# [What you have to do]
Please copy the data below, beginning at its first line and stopping after the line that contains "pixel 643 578", with both ends included and the requests kept. Raise every coordinate in the answers by 81.

═════ Material supplied

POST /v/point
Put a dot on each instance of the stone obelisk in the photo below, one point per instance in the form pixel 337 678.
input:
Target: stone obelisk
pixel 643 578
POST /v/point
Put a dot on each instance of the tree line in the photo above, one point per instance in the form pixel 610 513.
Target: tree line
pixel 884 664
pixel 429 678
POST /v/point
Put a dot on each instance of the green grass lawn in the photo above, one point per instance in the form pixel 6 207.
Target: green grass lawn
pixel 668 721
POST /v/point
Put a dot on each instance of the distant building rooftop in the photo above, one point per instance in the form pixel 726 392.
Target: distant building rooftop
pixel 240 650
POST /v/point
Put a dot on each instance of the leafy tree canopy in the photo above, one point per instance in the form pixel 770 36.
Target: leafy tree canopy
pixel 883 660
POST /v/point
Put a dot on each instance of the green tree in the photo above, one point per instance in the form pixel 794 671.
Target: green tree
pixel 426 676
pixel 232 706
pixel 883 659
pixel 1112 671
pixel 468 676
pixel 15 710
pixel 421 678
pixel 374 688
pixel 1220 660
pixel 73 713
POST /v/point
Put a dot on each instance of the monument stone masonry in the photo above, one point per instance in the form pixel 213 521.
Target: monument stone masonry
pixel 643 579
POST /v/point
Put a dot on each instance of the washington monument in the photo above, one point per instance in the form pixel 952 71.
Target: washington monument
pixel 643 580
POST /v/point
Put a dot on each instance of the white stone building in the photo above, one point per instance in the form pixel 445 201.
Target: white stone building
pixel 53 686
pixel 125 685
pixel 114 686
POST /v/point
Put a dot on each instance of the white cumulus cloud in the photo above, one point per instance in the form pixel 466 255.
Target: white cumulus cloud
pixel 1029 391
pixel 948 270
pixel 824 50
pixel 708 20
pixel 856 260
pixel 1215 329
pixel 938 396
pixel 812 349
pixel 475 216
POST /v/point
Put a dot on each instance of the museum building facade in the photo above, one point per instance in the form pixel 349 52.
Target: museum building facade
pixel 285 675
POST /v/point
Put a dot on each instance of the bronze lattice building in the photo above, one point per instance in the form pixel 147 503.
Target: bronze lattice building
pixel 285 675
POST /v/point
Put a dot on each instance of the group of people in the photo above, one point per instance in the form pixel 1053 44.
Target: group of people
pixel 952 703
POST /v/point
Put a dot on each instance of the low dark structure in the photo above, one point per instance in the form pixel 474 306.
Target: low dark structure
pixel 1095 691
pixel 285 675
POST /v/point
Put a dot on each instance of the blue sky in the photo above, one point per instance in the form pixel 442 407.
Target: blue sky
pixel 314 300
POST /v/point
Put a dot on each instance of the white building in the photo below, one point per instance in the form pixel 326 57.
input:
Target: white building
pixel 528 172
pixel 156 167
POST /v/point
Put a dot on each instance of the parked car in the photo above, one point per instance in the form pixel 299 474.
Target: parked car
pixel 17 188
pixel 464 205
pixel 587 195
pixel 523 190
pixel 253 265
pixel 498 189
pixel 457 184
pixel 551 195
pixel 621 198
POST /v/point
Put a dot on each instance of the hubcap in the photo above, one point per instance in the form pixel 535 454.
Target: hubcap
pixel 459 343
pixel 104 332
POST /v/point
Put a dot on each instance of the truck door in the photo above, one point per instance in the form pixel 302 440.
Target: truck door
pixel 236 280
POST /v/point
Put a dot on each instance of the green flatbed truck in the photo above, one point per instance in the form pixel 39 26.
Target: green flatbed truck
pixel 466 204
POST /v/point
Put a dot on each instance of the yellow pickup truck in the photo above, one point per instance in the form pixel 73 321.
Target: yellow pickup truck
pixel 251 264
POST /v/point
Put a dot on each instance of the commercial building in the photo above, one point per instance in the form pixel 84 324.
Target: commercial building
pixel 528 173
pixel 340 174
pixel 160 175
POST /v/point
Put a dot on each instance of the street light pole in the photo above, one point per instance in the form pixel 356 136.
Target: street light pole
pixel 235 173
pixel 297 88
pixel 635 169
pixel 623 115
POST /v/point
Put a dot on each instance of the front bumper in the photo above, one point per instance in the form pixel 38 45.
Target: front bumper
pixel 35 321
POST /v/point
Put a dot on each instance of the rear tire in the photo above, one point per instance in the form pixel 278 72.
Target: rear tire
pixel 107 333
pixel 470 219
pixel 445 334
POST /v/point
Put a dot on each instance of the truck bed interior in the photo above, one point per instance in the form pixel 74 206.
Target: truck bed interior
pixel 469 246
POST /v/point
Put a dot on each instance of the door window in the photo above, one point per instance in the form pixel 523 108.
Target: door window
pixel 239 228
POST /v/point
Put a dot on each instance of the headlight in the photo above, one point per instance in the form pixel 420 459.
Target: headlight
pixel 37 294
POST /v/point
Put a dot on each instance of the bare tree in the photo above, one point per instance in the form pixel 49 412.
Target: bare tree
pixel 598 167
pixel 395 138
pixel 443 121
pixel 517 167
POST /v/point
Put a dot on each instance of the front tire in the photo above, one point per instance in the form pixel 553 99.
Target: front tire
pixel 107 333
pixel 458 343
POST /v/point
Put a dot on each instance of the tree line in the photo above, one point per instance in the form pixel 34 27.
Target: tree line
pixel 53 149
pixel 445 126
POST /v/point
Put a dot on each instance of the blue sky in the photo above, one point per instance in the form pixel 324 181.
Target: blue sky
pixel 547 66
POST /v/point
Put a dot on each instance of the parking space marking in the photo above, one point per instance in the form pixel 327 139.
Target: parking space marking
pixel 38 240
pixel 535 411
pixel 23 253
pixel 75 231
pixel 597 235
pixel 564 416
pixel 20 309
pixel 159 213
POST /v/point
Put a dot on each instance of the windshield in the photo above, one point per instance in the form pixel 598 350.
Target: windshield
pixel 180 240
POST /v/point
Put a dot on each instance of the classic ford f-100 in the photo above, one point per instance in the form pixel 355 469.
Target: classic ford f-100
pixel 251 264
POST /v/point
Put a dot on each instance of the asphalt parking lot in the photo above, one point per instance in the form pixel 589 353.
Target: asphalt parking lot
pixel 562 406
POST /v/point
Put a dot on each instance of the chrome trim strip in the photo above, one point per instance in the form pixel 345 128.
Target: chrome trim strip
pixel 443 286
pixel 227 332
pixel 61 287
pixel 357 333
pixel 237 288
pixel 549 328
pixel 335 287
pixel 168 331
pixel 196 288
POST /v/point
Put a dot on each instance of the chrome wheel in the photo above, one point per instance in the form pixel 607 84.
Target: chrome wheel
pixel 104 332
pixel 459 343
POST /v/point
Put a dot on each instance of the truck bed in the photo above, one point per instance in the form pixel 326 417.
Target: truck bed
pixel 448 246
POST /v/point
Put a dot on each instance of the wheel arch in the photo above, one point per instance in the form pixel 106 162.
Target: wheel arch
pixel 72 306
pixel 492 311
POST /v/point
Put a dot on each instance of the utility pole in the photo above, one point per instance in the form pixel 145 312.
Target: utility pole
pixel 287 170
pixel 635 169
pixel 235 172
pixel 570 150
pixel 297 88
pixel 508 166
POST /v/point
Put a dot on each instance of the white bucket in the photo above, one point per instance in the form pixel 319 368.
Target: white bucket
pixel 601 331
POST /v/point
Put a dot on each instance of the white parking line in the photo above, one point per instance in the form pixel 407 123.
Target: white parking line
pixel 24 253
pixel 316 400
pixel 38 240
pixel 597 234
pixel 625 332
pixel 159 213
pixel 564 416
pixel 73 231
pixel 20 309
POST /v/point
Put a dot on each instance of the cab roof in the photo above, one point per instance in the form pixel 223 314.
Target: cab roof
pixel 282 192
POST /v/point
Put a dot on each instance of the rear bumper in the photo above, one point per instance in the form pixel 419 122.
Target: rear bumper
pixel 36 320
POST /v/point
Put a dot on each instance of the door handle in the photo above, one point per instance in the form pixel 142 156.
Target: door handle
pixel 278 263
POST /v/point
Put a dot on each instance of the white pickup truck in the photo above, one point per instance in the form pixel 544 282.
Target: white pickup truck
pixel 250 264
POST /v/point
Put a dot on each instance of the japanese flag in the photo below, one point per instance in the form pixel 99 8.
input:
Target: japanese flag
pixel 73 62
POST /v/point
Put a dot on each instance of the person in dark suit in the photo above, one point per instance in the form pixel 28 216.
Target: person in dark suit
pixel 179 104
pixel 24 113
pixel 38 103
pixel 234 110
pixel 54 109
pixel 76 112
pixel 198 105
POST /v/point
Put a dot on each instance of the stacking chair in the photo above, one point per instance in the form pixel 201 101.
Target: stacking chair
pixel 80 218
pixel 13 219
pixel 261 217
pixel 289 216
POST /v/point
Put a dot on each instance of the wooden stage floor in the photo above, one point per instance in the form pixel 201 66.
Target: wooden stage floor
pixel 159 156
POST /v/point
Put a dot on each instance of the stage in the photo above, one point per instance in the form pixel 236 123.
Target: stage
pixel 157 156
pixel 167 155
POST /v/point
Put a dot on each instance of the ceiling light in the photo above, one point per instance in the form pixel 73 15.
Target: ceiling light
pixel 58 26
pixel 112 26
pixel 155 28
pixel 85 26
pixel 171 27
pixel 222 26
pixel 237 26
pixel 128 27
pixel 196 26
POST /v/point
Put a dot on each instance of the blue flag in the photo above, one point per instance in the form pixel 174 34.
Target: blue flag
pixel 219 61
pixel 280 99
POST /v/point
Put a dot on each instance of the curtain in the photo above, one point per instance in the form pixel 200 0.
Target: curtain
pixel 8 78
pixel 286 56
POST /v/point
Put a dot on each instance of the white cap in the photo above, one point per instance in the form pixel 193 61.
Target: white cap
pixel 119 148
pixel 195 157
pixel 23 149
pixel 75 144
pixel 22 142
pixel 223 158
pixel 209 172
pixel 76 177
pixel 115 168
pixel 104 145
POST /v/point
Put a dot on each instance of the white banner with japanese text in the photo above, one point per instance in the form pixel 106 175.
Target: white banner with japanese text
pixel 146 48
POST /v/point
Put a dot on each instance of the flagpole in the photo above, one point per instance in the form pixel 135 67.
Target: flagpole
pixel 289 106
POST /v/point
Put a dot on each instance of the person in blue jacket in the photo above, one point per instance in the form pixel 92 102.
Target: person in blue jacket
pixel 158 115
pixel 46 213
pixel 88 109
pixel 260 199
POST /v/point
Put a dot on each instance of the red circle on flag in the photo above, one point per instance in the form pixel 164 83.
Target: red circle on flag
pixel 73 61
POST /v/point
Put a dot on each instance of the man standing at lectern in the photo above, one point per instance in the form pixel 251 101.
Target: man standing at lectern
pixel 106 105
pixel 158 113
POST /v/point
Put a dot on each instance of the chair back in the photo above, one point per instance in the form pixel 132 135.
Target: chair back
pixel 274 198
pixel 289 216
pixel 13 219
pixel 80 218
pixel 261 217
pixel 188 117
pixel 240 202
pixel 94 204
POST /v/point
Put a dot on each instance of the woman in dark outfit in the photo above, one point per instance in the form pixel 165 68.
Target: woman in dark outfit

══════════

# [Task solution]
POST /v/point
Put a dot on each instance of the stone obelisk in the photo below, one point per instance in the form pixel 337 678.
input:
Target: stone obelisk
pixel 724 659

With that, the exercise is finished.